▸ **Extract provided**
# # #

# Red PL1 and EDP Other in Throttlestop



## SpeedingEchoes (Nov 1, 2022)

My CPU seems to be power throttling itself while gaming without having to reach high temperatures. PL1 and EDP Other light up red in the limit tab while it throttles and EDP Other lights up yellow at idle. I set the long power limits to 4095 so it can't be because of that. Does it have anything to do with the PP0 power limit?


----------



## unclewebb (Nov 1, 2022)

Your MMIO PL1 power limit is set to 45W and your computer is power limit throttling right at 45W. Try checking the MMIO Lock box to see if you can get beyond the 45W MMIO power limit.



SpeedingEchoes said:


> I set the long power limits to 4095


Why? The MSR PL1 and PL2 power limits are locked to 70W. That is what the little lock icon on the left side means. Did you lock the MSR power limits or are the MSR power limits already locked after you boot up? If they are already locked by the BIOS, check the Disable Controls box in the Power Limits Control section. No point in trying to change these power limits to 4095 if they are already locked. 

With MMIO locked, reboot and see if you can go higher than 45W long term without any power limit throttling. Some laptops use an embedded controller (EC) to enforce Intel's 45W TDP limit. If MSR PL1 and PL2 are set to 70W and MMIO is locked and you are still throttling at 45W then you are out of luck.


----------



## SpeedingEchoes (Nov 1, 2022)

unclewebb said:


> Your MMIO PL1 power limit is set to 45W and your computer is power limit throttling right at 45W. Try checking the MMIO Lock box to see if you can get beyond the 45W MMIO power limit.
> 
> 
> Why? The MSR PL1 and PL2 power limits are locked to 70W. That is what the little lock icon on the left side means. Did you lock the MSR power limits or are the MSR power limits already locked after you boot up? If they are already locked by the BIOS, check the Disable Controls box in the Power Limits Control section. No point in trying to change these power limits to 4095 if they are already locked.
> ...


 

I had locked them myself by accident. I locked MMIO and rebooted my laptop. The CPU seems to be able to draw enough power now when I have the OMEN Dynamic Power mode enabled in the OMEN Gaming Hub but then it reaches very high temps on some cores. Seems like I will have to reduce the CPU speed since I have already done a repaste.


----------



## unclewebb (Nov 2, 2022)

SpeedingEchoes said:


> I have already done a repaste.


What paste did you use? Some pastes quickly pump out and give terrible long term results when they are applied direct die to laptop CPUs.


----------



## SpeedingEchoes (Nov 4, 2022)

unclewebb said:


> What paste did you use? Some pastes quickly pump out and give terrible long term results when they are applied direct die to laptop CPUs.


Noctua NT-H2


----------



## unclewebb (Nov 5, 2022)

# # #

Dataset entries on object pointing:
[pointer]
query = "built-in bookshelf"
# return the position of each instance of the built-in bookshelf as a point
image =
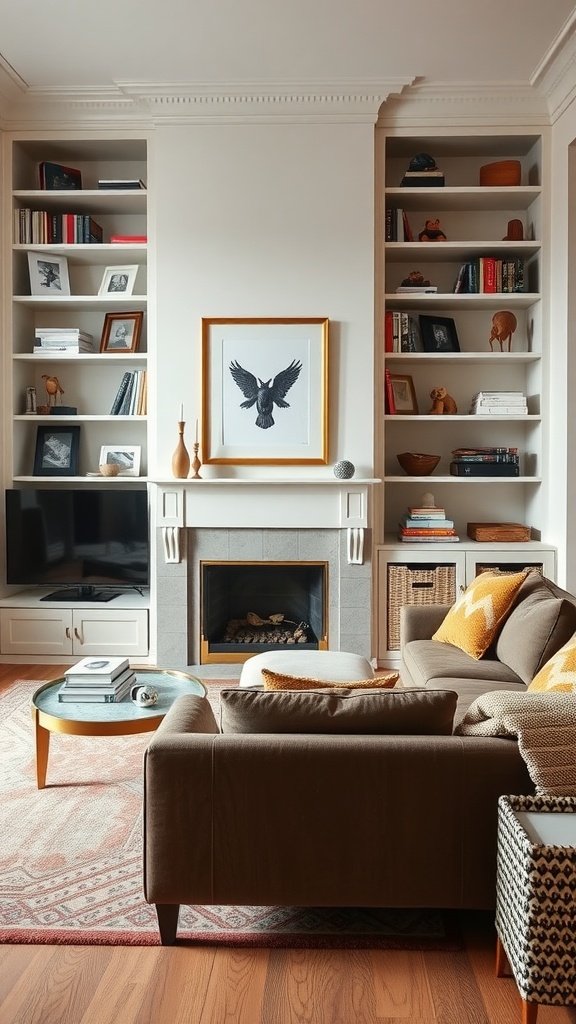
(90, 379)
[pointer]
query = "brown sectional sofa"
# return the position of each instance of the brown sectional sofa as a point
(261, 814)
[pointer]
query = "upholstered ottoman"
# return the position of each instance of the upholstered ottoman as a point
(336, 666)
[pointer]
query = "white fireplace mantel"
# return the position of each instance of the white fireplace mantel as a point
(280, 504)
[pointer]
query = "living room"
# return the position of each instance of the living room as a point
(264, 139)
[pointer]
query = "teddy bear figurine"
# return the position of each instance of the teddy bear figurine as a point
(443, 403)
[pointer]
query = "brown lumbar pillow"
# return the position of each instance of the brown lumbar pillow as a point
(281, 681)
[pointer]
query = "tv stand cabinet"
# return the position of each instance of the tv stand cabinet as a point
(51, 633)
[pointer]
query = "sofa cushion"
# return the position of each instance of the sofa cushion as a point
(282, 681)
(560, 672)
(476, 617)
(403, 712)
(538, 626)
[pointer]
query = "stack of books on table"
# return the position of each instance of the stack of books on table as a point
(97, 680)
(426, 524)
(62, 339)
(485, 462)
(499, 403)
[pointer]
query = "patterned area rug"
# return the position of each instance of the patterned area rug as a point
(71, 858)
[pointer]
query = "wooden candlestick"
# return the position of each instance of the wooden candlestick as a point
(180, 458)
(196, 464)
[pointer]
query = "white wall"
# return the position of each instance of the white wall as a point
(263, 220)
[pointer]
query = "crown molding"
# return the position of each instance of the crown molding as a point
(554, 77)
(160, 103)
(465, 103)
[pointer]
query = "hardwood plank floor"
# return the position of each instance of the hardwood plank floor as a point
(204, 985)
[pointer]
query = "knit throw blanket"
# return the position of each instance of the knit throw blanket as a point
(545, 727)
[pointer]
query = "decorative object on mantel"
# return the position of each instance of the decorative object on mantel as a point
(344, 470)
(417, 464)
(503, 326)
(180, 458)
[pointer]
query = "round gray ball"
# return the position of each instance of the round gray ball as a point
(343, 470)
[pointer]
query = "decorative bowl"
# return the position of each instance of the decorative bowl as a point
(417, 464)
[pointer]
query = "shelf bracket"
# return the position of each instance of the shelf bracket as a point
(171, 538)
(356, 545)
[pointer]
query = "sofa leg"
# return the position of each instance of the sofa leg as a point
(167, 914)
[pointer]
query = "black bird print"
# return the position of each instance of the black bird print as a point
(264, 393)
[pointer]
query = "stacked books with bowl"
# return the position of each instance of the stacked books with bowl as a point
(426, 524)
(97, 680)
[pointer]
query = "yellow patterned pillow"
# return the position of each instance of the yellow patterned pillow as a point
(560, 672)
(475, 620)
(280, 681)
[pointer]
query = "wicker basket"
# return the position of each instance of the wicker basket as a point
(416, 585)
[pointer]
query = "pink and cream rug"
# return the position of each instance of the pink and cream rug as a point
(71, 858)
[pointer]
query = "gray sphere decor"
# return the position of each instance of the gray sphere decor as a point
(343, 470)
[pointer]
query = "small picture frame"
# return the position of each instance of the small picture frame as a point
(56, 451)
(404, 394)
(121, 332)
(48, 273)
(439, 334)
(119, 280)
(125, 456)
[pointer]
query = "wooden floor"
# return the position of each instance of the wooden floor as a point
(182, 985)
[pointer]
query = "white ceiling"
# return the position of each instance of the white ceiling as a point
(87, 44)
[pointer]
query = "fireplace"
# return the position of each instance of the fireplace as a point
(249, 607)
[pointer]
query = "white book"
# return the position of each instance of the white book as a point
(98, 668)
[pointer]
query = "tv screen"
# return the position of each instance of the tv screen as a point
(90, 542)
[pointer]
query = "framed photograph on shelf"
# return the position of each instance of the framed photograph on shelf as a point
(121, 332)
(264, 391)
(56, 451)
(439, 334)
(125, 456)
(404, 394)
(119, 280)
(48, 273)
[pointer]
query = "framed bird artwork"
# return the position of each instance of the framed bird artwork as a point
(264, 390)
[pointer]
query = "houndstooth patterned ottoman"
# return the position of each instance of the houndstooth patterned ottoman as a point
(536, 899)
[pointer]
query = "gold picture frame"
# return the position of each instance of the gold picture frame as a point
(264, 390)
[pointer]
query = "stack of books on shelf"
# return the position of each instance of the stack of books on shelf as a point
(97, 680)
(499, 403)
(485, 462)
(40, 227)
(401, 332)
(426, 525)
(62, 339)
(488, 274)
(131, 397)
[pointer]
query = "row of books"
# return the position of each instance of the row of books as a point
(62, 339)
(401, 332)
(97, 680)
(41, 227)
(485, 462)
(426, 524)
(131, 397)
(488, 274)
(499, 403)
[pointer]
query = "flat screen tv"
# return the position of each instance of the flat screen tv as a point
(88, 544)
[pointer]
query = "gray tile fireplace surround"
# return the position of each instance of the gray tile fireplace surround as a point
(177, 585)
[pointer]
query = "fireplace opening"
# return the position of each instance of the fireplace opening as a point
(249, 607)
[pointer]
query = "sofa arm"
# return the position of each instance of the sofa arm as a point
(418, 622)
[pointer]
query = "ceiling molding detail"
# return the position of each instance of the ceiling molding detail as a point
(556, 75)
(468, 103)
(183, 103)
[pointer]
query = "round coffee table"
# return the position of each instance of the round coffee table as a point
(119, 719)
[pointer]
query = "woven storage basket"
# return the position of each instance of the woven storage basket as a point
(416, 585)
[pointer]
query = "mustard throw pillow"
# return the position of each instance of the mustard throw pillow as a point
(281, 681)
(474, 621)
(560, 672)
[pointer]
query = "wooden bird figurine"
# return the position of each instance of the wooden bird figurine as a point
(53, 388)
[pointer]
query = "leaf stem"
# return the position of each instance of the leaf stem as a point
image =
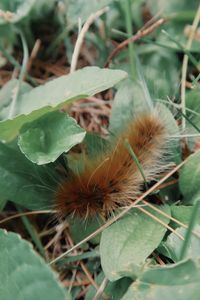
(130, 33)
(190, 229)
(21, 75)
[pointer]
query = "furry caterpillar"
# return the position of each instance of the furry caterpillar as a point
(113, 180)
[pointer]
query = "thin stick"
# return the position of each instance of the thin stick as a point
(120, 215)
(192, 222)
(140, 34)
(101, 289)
(28, 213)
(170, 217)
(161, 222)
(16, 90)
(33, 54)
(185, 64)
(81, 36)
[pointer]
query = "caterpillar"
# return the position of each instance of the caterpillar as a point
(113, 180)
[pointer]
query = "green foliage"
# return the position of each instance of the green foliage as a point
(189, 185)
(179, 281)
(18, 8)
(24, 275)
(133, 240)
(22, 182)
(37, 150)
(56, 94)
(45, 139)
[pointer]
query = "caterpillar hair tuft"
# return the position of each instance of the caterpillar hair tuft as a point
(113, 180)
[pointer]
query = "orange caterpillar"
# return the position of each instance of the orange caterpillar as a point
(113, 180)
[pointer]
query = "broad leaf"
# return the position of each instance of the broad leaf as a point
(45, 139)
(6, 96)
(178, 281)
(56, 93)
(129, 100)
(23, 182)
(126, 244)
(174, 245)
(24, 275)
(114, 290)
(190, 179)
(183, 214)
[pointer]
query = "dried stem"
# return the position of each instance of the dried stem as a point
(140, 34)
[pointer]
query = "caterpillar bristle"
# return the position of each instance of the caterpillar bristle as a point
(114, 180)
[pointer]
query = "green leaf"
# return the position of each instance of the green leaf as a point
(174, 245)
(129, 100)
(193, 105)
(24, 275)
(80, 230)
(82, 9)
(115, 290)
(182, 213)
(45, 139)
(189, 181)
(19, 9)
(125, 245)
(6, 95)
(22, 182)
(56, 93)
(178, 281)
(162, 80)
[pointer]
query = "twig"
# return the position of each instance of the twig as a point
(28, 213)
(34, 53)
(81, 36)
(185, 64)
(101, 289)
(16, 90)
(120, 215)
(170, 217)
(140, 34)
(192, 222)
(146, 212)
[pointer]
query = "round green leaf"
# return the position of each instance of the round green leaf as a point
(56, 93)
(178, 281)
(24, 275)
(126, 244)
(174, 245)
(23, 182)
(189, 181)
(45, 139)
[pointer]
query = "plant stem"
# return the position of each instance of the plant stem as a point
(130, 33)
(21, 75)
(189, 231)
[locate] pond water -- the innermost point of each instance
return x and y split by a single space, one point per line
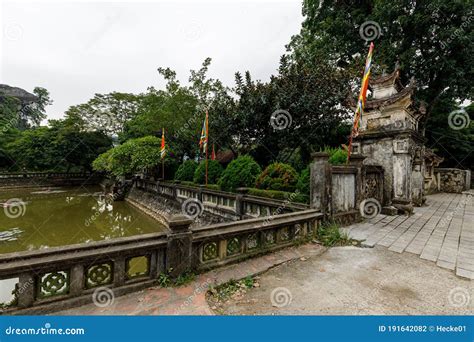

# # #

▸ **Tasks to complete**
**1)** On which distinct dates were posts made in the Throttlestop thread?
**2)** Repeat the Throttlestop thread word for word, everything from "I had locked" down to "since I have already done a repaste.".
None of these entries matter for what comes next.

▸ **Problem solutions**
**1)** Nov 1, 2022; Nov 2, 2022; Nov 4, 2022; Nov 5, 2022

**2)**
I had locked them myself by accident. I locked MMIO and rebooted my laptop. The CPU seems to be able to draw enough power now when I have the OMEN Dynamic Power mode enabled in the OMEN Gaming Hub but then it reaches very high temps on some cores. Seems like I will have to reduce the CPU speed since I have already done a repaste.